The task:
Where a line in the listing below holds the word "grassy", count that line; give the total alone.

Excerpted data:
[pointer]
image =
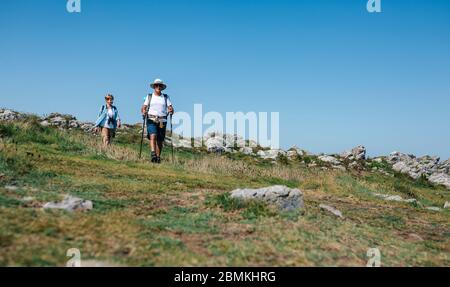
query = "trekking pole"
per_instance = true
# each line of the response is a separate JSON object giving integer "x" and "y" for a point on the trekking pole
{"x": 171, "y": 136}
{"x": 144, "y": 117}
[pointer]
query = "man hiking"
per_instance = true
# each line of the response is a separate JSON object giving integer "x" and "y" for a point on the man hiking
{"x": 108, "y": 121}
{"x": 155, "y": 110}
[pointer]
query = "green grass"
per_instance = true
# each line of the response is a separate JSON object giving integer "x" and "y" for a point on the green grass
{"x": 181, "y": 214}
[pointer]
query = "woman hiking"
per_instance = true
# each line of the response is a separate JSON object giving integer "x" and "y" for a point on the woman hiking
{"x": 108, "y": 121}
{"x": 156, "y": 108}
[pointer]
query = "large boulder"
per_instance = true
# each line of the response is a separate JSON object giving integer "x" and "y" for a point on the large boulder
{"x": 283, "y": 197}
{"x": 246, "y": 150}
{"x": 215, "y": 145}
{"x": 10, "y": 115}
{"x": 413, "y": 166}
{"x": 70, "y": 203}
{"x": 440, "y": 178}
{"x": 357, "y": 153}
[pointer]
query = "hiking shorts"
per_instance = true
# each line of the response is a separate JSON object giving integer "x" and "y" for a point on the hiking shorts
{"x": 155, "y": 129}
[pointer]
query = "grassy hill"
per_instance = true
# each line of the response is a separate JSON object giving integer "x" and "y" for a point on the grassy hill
---
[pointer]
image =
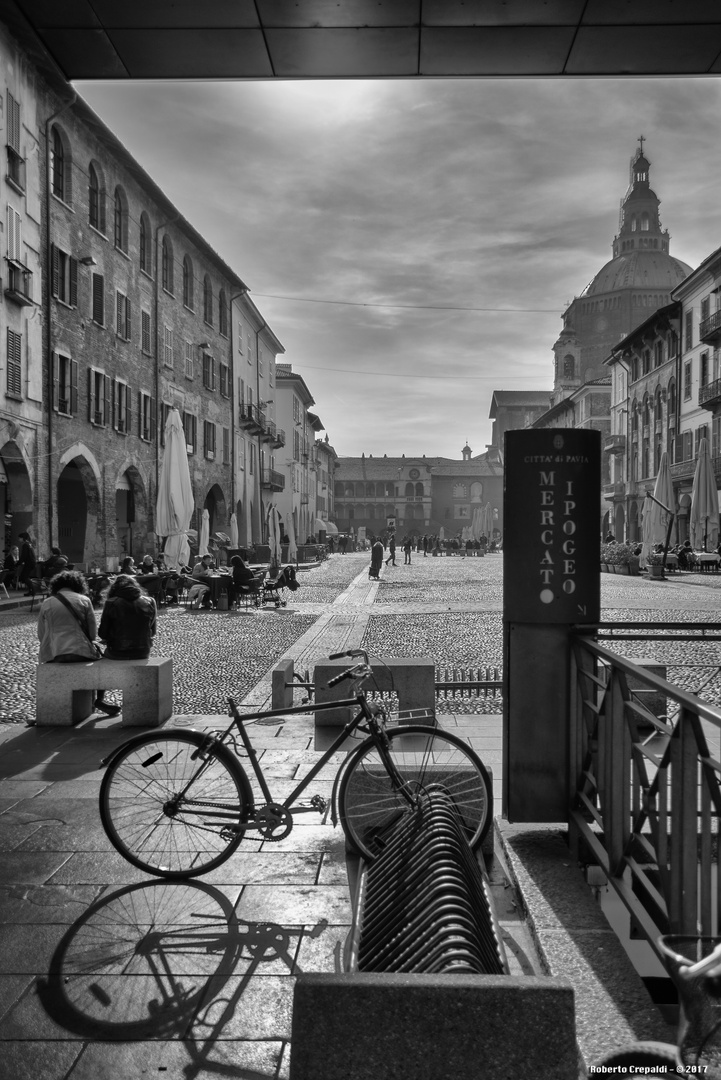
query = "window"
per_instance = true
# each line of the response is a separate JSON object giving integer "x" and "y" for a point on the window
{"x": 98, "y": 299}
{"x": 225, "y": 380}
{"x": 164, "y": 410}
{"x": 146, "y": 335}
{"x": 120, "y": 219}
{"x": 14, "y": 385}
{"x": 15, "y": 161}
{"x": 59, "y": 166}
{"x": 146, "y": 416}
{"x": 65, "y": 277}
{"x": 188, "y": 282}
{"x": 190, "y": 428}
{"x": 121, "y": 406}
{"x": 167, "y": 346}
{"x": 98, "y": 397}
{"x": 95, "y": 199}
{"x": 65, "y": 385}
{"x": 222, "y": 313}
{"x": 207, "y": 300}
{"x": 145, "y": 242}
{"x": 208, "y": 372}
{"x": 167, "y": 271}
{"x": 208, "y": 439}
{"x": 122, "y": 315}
--
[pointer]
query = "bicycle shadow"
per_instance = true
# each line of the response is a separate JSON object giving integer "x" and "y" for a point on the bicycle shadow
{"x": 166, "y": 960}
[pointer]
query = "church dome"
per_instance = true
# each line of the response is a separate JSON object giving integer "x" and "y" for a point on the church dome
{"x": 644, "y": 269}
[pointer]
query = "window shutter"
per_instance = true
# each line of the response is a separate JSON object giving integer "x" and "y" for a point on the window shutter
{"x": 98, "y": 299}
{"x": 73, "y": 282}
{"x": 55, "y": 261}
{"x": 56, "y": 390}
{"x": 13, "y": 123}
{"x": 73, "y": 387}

Solution to this exercise:
2